The set generated good buzz for them, at least among the people I know, but for me it epitomized a senseless optimism grounded in what we might call the music of being yourself. It’s about sounding awkward, dressing down for your shows, and then building songs out of small tribulations and the irrepressible, myopic hope that today will be even better than yesterday. It’s the furthest a performer can run from performance art without actually hopping off the stage. It’s the sung version of being over at their house for a cup of tea, bantering about the day’s gossip.

But you are not at their house, of course: that is a fairly expensive illusion you pay for, and the casualness of the performance belies the fact that the wall between audience and performer stays as high as ever. Arguably, in fact, the wall is even higher because they’re so offhanded, like it’s some kind of weird luck that they’re up there performing everyday life, and now that they are, casual everydayness has been stolen from you, and you have to pour your adulation on them in order to vicariously get it back.

▸ **STORED RECORDS**
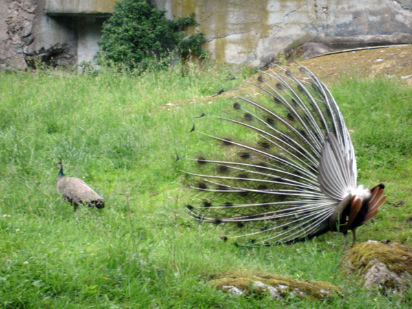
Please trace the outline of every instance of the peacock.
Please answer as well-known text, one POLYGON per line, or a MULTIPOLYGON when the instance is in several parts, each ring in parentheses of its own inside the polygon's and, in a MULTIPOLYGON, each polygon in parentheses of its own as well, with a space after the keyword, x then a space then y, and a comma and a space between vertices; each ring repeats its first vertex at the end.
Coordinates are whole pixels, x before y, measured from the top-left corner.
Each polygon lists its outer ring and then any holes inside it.
POLYGON ((198 193, 189 214, 225 224, 222 238, 241 246, 339 231, 343 251, 350 230, 353 245, 356 229, 385 202, 385 185, 357 186, 355 152, 332 93, 304 67, 263 71, 251 84, 258 92, 234 99, 236 116, 218 117, 239 134, 200 132, 218 148, 183 170, 198 193))
POLYGON ((74 207, 87 205, 89 207, 104 208, 105 201, 95 192, 82 179, 67 177, 63 173, 63 164, 61 159, 57 163, 59 169, 57 175, 57 192, 63 195, 63 198, 74 207))

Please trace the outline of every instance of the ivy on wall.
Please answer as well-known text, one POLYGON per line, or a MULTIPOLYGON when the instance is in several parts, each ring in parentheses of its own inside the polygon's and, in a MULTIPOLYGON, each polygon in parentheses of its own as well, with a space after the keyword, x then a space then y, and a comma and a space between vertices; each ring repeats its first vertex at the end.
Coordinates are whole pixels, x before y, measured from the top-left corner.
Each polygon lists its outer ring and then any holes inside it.
POLYGON ((104 24, 98 63, 130 69, 160 69, 177 54, 206 57, 201 33, 186 36, 184 30, 196 25, 194 14, 170 21, 145 0, 120 0, 104 24))

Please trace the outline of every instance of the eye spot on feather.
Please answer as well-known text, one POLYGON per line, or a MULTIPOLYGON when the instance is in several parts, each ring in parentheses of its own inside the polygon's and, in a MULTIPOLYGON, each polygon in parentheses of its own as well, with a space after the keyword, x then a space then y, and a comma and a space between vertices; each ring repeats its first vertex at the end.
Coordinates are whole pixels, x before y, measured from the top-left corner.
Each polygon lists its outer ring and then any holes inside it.
POLYGON ((247 159, 249 159, 251 157, 251 154, 246 152, 242 152, 238 153, 238 157, 246 160, 247 159))
POLYGON ((203 207, 209 207, 210 206, 211 206, 211 203, 208 202, 207 201, 205 201, 203 202, 203 207))
POLYGON ((219 165, 218 170, 220 173, 225 173, 229 170, 229 168, 226 165, 219 165))
POLYGON ((207 163, 207 162, 206 161, 206 159, 205 159, 205 158, 203 158, 203 157, 199 157, 198 158, 198 161, 197 161, 197 162, 198 162, 199 164, 205 164, 205 163, 207 163))
POLYGON ((206 185, 206 184, 205 183, 199 183, 198 184, 198 187, 201 190, 207 189, 207 186, 206 185))
POLYGON ((258 143, 258 145, 265 149, 269 149, 271 148, 271 144, 266 141, 260 141, 259 143, 258 143))
POLYGON ((238 178, 241 179, 241 180, 247 179, 249 178, 249 176, 247 176, 247 174, 239 174, 238 175, 238 178))
POLYGON ((243 115, 243 117, 245 120, 248 122, 251 122, 253 119, 253 116, 252 116, 252 114, 250 114, 249 113, 245 113, 243 115))
POLYGON ((273 118, 271 117, 267 117, 266 118, 266 122, 269 126, 273 126, 275 125, 275 120, 273 120, 273 118))

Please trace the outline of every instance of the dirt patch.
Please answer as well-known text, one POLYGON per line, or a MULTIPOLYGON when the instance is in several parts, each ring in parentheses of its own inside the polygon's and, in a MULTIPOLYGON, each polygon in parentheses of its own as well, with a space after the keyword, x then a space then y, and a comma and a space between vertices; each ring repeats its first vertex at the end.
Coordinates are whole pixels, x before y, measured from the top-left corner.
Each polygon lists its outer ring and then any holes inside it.
POLYGON ((412 45, 354 49, 298 62, 326 84, 344 75, 398 78, 412 87, 412 45))
MULTIPOLYGON (((412 45, 339 52, 298 61, 292 65, 306 67, 328 87, 342 76, 356 76, 367 78, 380 76, 396 78, 412 87, 412 45)), ((257 73, 247 80, 257 83, 260 75, 262 74, 257 73)), ((229 99, 239 93, 251 94, 255 91, 250 84, 242 82, 238 89, 224 92, 220 95, 170 102, 161 106, 159 111, 179 108, 187 104, 210 104, 222 97, 229 99)))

▸ **DIRECTIVE**
In the excerpt about the concert set, why does the writer suggest that the wall between audience and performer may be even higher than usual? Answer in one to three sentences.

▸ **OUTPUT OF THE EXERCISE**
The performers are so offhanded that they seem to be up there performing everyday life by some weird luck. Because of this, casual everydayness has been stolen from the audience, who must pour their adulation on the performers to vicariously get it back.